Your goal:
Extract every line in the records that contains the word "newel".

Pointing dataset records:
:::
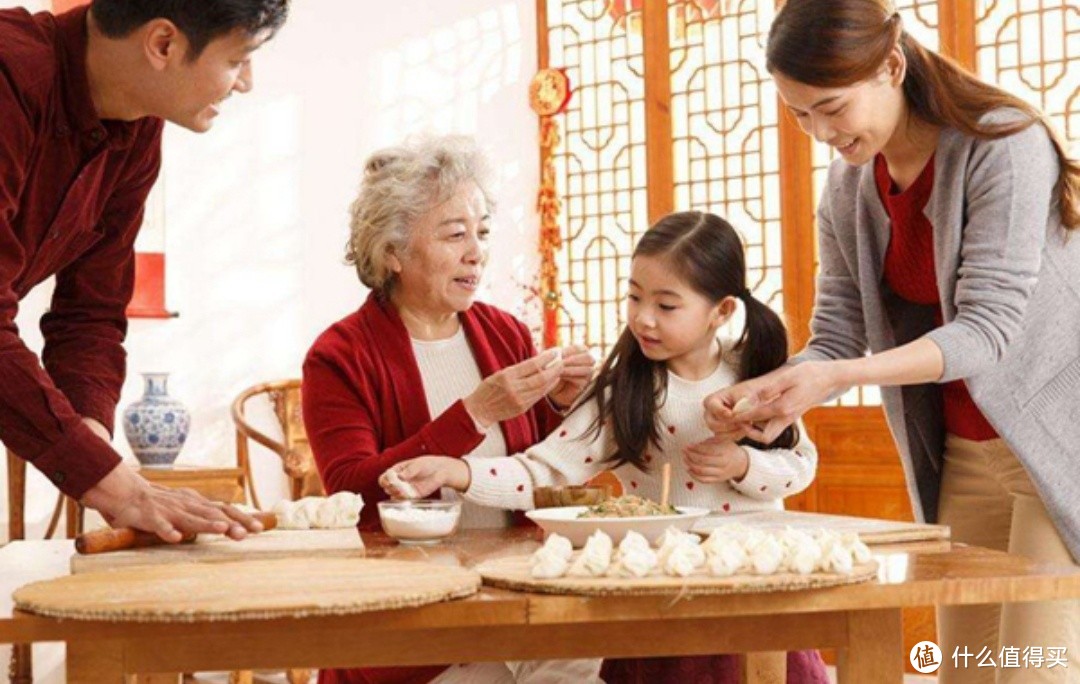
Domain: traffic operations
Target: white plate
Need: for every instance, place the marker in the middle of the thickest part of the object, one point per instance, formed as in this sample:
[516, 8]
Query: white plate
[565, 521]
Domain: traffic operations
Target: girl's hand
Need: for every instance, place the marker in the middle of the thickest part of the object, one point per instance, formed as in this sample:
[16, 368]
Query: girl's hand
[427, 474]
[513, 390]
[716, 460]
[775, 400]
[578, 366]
:::
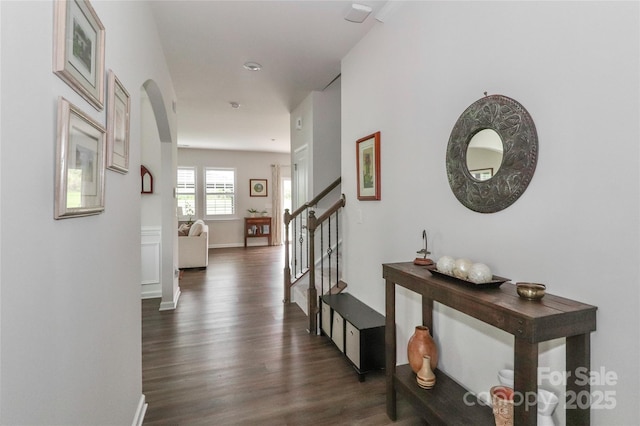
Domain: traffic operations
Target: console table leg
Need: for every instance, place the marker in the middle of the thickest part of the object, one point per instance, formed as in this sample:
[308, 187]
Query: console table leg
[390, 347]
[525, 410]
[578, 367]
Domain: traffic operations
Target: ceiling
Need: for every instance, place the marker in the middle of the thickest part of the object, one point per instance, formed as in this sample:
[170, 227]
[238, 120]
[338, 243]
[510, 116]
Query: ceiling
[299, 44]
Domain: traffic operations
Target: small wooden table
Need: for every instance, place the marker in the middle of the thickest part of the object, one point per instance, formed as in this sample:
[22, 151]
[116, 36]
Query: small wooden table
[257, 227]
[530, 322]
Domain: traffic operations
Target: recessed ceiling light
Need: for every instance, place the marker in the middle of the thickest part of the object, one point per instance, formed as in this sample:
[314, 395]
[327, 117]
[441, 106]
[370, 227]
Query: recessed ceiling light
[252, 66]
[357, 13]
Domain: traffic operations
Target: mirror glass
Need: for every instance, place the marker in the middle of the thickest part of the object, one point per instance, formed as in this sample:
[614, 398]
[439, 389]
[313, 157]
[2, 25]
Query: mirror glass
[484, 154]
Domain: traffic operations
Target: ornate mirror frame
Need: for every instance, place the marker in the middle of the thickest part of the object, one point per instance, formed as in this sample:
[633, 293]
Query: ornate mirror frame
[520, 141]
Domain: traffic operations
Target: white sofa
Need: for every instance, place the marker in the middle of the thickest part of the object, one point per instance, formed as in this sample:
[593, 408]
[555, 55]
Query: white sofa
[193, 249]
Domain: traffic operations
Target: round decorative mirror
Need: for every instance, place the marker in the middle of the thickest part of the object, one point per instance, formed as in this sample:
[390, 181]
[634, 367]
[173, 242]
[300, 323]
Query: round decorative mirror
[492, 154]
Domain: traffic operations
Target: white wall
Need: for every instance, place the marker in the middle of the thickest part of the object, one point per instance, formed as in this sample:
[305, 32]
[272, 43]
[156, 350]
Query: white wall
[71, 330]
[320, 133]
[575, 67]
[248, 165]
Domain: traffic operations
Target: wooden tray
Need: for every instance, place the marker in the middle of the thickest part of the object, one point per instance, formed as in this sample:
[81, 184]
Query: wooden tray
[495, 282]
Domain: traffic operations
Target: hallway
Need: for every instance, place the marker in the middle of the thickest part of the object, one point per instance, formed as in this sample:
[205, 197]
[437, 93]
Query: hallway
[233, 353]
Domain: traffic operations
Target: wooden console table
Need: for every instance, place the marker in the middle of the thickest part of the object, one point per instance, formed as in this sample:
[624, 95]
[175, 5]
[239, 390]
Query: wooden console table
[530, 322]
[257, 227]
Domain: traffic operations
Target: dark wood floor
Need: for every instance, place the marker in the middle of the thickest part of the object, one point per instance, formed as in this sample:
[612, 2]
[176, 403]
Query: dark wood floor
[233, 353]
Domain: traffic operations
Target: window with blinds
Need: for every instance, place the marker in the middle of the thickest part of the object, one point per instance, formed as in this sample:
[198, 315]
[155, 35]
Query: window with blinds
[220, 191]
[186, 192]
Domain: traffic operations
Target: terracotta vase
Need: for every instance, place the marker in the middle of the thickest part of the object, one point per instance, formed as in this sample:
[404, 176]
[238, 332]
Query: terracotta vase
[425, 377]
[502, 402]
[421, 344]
:::
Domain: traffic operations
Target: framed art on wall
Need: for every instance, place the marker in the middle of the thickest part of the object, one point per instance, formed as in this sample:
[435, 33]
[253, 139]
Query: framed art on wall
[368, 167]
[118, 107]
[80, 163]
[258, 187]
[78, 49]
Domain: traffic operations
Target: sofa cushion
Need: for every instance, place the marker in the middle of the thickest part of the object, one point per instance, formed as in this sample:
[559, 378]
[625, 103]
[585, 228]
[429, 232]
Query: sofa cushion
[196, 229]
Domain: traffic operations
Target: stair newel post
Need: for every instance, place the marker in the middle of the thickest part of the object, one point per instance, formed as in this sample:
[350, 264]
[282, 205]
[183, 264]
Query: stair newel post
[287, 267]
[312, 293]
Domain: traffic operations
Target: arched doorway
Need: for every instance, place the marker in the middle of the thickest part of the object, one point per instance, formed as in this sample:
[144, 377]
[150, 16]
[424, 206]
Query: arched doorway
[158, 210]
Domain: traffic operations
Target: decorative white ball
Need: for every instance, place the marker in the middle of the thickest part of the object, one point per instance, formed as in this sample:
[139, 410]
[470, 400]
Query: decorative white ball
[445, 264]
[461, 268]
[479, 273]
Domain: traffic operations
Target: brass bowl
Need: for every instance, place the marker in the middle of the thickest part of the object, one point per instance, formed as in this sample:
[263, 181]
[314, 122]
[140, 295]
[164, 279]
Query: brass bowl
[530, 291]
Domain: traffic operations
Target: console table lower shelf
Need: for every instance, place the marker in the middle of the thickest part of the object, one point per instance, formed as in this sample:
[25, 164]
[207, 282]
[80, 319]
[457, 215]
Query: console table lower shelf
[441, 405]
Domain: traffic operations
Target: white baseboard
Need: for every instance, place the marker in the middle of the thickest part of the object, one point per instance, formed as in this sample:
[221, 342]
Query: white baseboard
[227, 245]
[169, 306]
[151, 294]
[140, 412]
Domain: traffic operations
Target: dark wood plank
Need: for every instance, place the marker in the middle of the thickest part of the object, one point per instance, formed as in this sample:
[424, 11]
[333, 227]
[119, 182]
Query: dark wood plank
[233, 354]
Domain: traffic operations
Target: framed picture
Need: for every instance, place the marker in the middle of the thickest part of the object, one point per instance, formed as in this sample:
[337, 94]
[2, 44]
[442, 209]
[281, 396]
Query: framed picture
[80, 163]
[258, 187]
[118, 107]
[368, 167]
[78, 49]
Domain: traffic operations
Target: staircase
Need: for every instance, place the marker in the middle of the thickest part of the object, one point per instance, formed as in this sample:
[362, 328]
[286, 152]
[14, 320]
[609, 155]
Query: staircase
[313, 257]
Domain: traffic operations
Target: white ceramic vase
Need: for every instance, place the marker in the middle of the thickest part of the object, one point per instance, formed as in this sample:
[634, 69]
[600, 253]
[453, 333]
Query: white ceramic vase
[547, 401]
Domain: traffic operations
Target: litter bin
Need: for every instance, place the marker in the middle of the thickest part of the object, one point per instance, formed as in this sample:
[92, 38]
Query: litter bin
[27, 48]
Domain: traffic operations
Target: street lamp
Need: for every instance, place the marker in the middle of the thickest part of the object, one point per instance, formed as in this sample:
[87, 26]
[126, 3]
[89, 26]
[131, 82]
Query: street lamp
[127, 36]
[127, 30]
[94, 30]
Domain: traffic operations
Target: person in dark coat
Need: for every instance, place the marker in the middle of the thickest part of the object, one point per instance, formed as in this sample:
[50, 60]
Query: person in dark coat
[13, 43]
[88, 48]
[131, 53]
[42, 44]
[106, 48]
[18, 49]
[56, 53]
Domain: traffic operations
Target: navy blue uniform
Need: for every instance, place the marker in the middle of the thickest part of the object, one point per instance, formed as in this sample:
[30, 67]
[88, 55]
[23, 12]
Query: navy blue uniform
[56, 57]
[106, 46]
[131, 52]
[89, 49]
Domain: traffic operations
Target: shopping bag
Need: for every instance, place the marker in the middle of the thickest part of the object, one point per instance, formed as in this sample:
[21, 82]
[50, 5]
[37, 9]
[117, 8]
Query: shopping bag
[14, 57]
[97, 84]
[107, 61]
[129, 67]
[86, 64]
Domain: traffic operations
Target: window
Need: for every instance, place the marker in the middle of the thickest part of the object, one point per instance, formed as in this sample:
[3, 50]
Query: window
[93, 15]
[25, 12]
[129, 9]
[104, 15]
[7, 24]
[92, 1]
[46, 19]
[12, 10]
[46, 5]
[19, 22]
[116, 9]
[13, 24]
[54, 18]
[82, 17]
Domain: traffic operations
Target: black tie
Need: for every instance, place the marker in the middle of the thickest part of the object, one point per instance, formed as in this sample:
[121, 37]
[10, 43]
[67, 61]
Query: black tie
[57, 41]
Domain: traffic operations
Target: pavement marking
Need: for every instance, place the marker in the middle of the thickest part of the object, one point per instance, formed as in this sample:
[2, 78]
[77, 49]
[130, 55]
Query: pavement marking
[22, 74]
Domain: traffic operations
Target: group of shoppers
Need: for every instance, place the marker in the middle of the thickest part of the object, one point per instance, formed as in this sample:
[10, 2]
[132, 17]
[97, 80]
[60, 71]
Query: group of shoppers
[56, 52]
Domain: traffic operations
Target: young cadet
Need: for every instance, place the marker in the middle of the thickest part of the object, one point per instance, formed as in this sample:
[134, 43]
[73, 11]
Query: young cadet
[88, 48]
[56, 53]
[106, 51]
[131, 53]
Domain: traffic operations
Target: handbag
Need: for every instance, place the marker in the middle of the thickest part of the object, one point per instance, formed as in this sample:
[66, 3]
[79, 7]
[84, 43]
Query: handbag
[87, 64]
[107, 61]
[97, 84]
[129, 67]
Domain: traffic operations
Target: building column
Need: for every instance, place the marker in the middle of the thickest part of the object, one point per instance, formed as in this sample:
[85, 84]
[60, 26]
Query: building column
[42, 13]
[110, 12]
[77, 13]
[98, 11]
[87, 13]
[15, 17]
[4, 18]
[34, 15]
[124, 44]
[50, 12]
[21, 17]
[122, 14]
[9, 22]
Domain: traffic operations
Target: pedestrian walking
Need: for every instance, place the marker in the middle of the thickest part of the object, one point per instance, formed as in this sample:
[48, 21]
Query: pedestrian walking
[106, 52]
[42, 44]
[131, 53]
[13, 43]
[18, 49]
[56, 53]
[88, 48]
:::
Answer for this exercise:
Target: stair newel post
Query: stair newel post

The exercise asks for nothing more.